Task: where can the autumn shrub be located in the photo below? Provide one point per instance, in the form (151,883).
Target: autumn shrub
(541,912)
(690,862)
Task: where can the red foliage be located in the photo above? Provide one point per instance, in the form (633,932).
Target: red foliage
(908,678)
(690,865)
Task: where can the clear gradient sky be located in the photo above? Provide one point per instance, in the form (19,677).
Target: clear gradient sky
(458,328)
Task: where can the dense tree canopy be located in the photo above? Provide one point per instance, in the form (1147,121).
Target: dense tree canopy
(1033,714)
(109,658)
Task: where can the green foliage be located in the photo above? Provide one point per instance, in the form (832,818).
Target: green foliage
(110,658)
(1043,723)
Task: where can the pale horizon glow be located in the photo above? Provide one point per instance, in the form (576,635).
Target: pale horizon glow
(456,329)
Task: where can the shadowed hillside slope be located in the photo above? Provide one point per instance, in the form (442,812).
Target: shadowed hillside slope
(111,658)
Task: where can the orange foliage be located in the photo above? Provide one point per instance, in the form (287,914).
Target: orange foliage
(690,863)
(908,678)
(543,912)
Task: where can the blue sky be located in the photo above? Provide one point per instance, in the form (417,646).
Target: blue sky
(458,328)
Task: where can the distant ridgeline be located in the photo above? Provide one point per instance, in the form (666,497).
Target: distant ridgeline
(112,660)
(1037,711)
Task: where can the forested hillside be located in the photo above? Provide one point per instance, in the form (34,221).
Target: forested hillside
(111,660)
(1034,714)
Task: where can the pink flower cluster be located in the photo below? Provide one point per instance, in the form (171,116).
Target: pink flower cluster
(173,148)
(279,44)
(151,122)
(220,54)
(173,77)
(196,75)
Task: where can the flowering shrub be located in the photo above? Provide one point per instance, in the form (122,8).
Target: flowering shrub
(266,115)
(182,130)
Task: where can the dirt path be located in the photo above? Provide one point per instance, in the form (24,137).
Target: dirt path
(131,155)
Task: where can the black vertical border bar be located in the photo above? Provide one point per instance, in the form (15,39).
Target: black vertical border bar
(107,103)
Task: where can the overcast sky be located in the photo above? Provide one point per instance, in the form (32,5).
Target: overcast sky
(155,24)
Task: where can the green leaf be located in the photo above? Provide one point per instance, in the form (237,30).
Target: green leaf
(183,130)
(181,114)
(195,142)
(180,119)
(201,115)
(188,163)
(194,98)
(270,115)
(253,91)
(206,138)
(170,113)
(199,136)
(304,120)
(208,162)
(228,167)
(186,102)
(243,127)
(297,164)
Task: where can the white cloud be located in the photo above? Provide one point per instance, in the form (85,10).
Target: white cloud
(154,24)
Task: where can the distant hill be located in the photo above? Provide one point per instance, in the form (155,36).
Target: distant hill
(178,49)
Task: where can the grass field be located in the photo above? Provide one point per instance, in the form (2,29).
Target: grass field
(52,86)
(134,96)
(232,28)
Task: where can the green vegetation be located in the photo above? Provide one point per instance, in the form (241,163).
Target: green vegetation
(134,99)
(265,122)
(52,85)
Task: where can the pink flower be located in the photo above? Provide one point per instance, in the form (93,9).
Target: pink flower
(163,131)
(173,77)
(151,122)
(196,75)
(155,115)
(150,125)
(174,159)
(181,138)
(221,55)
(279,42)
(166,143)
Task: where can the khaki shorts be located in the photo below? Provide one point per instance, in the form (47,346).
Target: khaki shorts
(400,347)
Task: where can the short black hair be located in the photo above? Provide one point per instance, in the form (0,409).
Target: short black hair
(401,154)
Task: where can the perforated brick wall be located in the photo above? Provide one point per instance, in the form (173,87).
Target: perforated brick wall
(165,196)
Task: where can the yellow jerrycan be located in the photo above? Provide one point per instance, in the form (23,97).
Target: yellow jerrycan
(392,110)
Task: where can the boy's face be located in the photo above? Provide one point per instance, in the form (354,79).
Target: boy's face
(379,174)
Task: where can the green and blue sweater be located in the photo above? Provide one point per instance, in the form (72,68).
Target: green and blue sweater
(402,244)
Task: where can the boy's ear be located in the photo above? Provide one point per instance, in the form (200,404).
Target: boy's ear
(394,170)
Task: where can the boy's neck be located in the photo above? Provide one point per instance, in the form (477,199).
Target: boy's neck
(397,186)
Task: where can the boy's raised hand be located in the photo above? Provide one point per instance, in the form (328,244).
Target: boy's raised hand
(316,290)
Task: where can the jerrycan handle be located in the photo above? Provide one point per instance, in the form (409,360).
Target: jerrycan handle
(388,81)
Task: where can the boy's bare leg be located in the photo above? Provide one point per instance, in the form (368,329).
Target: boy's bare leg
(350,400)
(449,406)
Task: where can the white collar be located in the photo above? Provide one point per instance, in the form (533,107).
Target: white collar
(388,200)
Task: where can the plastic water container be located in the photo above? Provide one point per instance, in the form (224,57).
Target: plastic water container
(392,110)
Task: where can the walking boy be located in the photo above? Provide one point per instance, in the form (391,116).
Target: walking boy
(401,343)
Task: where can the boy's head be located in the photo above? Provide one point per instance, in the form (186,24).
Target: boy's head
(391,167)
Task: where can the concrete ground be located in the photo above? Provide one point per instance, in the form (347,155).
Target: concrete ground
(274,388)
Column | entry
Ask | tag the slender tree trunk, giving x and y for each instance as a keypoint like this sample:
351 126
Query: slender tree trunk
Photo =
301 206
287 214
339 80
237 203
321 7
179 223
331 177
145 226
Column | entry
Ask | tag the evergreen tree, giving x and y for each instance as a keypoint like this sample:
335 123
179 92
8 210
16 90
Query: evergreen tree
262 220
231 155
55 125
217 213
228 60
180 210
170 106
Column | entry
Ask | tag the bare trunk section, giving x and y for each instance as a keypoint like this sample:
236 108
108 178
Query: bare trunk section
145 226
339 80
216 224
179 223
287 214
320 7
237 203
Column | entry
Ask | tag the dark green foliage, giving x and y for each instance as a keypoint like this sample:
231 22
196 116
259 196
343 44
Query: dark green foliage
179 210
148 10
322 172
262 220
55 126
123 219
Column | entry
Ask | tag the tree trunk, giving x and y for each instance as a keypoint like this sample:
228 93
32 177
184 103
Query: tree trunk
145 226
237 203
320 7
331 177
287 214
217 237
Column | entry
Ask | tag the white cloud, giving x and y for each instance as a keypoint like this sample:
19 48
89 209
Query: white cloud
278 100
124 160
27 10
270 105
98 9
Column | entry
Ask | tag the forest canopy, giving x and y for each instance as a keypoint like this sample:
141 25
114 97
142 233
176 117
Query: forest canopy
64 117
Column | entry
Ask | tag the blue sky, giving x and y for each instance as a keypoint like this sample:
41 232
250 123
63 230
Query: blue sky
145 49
═══
• What you have to do: Each line of the data is to be retyped exactly.

• Result:
Task: where can the autumn shrub be located in the photo below? Provide one point per instance, in the form (151,883).
Target: autumn shrub
(541,912)
(690,862)
Task: where can the red foliage be located in the photo above? Provide one point per instance, in the form (633,932).
Target: red foliage
(908,678)
(690,865)
Task: where can the clear gradient sky be located in the photo above? Provide one point per instance, in the form (19,677).
Target: clear gradient sky
(458,328)
Task: where can the dense tree canopy be located in the photo above? Provide one point per instance, in the form (1147,121).
Target: dense tree canopy
(1033,714)
(109,658)
Task: where can the green foliage be located in the photo above? Provide one point per instance, in the form (832,818).
Target: green foliage
(110,658)
(1043,723)
Task: where can the pale horizon glow be located in the photo above? Provide one point per instance, in the form (576,635).
Target: pale horizon glow
(456,329)
Task: where can the shadowed hillside slope be located in the photo above? Provide one point per instance, in the form (442,812).
Target: shadowed hillside slope
(111,658)
Task: where can the orange foliage be located in the photo above? Provide one point per instance, in the form (287,914).
Target: orange foliage
(690,863)
(908,678)
(543,912)
Task: where can the blue sky be located in the photo above? Provide one point per instance, in the form (417,646).
Target: blue sky
(458,328)
Task: where can the distant ridgeline be located in the photo above? Provide one point per instance, in the form (666,497).
Target: distant ridgeline
(112,660)
(1037,711)
Task: where can the forested hillside be located in the photo above? Provide one point per instance, in the form (34,221).
Target: forested hillside
(111,660)
(1034,714)
Task: where can the pink flower cluster be located in the photo below? Provide one point per instance, in the form (171,116).
Target: pink flower cluster
(173,148)
(279,44)
(151,122)
(220,54)
(173,77)
(196,75)
Task: where can the flowering shrub be located in the photo above? Provide one point per instance, in the form (122,8).
Target: flowering shrub
(266,115)
(182,130)
Task: where can the dirt path be located in the photo above? Provide one point per instance, in the form (24,137).
Target: dirt path
(131,155)
Task: where can the black vertical border bar be located in the photo above? Provide one point per instance, in the form (15,39).
Target: black vertical border bar
(107,103)
Task: where can the overcast sky be located in the photo above? Provide one point per instance, in the form (32,5).
Target: overcast sky
(155,24)
Task: where can the green leaf be located in the photo above? Provide one point per instance, in the form (237,30).
Target: green leaf
(183,130)
(181,114)
(195,142)
(180,119)
(201,115)
(188,163)
(194,98)
(270,115)
(253,91)
(206,138)
(170,113)
(199,136)
(304,120)
(208,162)
(228,167)
(186,102)
(243,127)
(297,164)
Task: where can the white cloud be located in the photo above? Provide one point per instance, in the form (85,10).
Target: white cloud
(154,24)
Task: where can the distant hill be located in the photo above? Provide one point per instance, in the form (155,36).
Target: distant hill
(178,49)
Task: where can the grass field be located in the photo above? Provide one point per instance, in the form (2,29).
Target: grass field
(52,86)
(134,96)
(232,28)
Task: where can the green vegetation be located in the photo above? Provide one point per instance, in the form (241,163).
Target: green vegetation
(134,99)
(265,122)
(52,85)
Task: where can the pink flower be located in the photo above? Provide one point per instance, in the form (93,9).
Target: pink flower
(163,131)
(173,77)
(151,122)
(196,75)
(155,115)
(150,125)
(174,159)
(181,138)
(221,55)
(279,42)
(166,143)
Task: where can the khaki shorts be located in the photo below? Provide one point per instance, in the form (47,346).
Target: khaki shorts
(400,347)
Task: where can the short black hair be located in the photo above? Provide one point per instance, in the form (0,409).
Target: short black hair
(401,154)
Task: where can the perforated brick wall be located in the photo above? Provide one point per instance, in the form (173,87).
Target: perforated brick wall
(165,196)
Task: where can the yellow jerrycan be located in the photo above? Provide one point per instance, in the form (23,97).
Target: yellow jerrycan
(392,110)
Task: where can the boy's face be located in the photo above? Provide one point per instance, in the form (354,79).
Target: boy's face
(379,174)
Task: where can the green and blue sweater be located in the photo above? Provide one point per instance, in the form (72,68).
Target: green and blue sweater
(402,244)
Task: where can the boy's ear be located in the photo above? Provide one point per instance, in the form (200,404).
Target: boy's ear
(394,170)
Task: where can the boy's neck be located in the photo above? Provide one point per instance, in the form (477,199).
Target: boy's neck
(397,186)
Task: where can the boy's raised hand be located in the photo above? Provide one point per instance, in the form (328,244).
Target: boy's raised hand
(316,290)
Task: where can the jerrycan handle be located in the photo above? Provide one point per instance, in the form (409,360).
Target: jerrycan handle
(388,81)
Task: where can the boy's bare leg be located in the photo above? Provide one point per instance, in the form (368,329).
Target: boy's bare leg
(350,400)
(449,406)
Task: where can the white collar be located in the photo above? Provide one point per instance, in the form (533,107).
Target: white collar
(388,200)
Task: where can the plastic water container be located in the photo above? Provide one point per instance, in the form (224,57).
Target: plastic water container
(392,110)
Task: where can the walking boy be located in the photo above? Provide one point per instance, in the form (391,116).
Target: walking boy
(401,343)
Task: where can the boy's head be located in the photo above? Provide one point per instance, in the form (186,24).
Target: boy's head
(391,167)
Task: where can the concrete ground be located in the photo above? Provide one point per instance, in the form (347,155).
Target: concrete ground
(274,388)
Column | entry
Ask | tag the slender tree trunk, giving x and y for each instance as a keypoint like this sample:
351 126
Query: slender tree trunk
Photo =
301 206
287 214
339 80
237 203
321 7
179 223
331 177
145 226
Column | entry
Ask | tag the evergreen tree, giving x and y for each instance as a keypoint like this sample:
335 123
179 92
8 210
16 90
Query: evergreen tree
262 220
231 155
55 125
217 213
228 60
180 210
170 106
Column | entry
Ask | tag the bare trunk section, giving x and y for each instance as a keypoint like this sample:
236 108
108 178
Query: bare trunk section
145 226
339 80
216 224
179 223
287 214
320 7
237 203
Column | entry
Ask | tag the dark green foliage, giving x and y for each instance as a keypoint like this sample:
231 22
196 116
259 196
343 44
Query: dark green foliage
179 210
148 10
322 172
262 220
55 126
123 219
Column | entry
Ask | tag the tree trunk, giving x and y for each instance as a keypoint like this sample:
228 93
32 177
184 103
Query: tree trunk
145 226
237 203
320 7
331 177
287 214
217 237
Column | entry
Ask | tag the white cloud, giving x and y for each instance as a keypoint like this sample:
19 48
89 209
Query: white cloud
278 100
124 160
27 10
270 105
98 9
Column | entry
Ask | tag the forest canopy, giving x and y for each instance as a keypoint like this sample:
141 25
114 97
142 233
176 117
Query: forest canopy
64 117
Column | entry
Ask | tag the blue sky, giving x and y for each instance as a keypoint like this sample:
41 232
250 123
63 230
Query: blue sky
145 49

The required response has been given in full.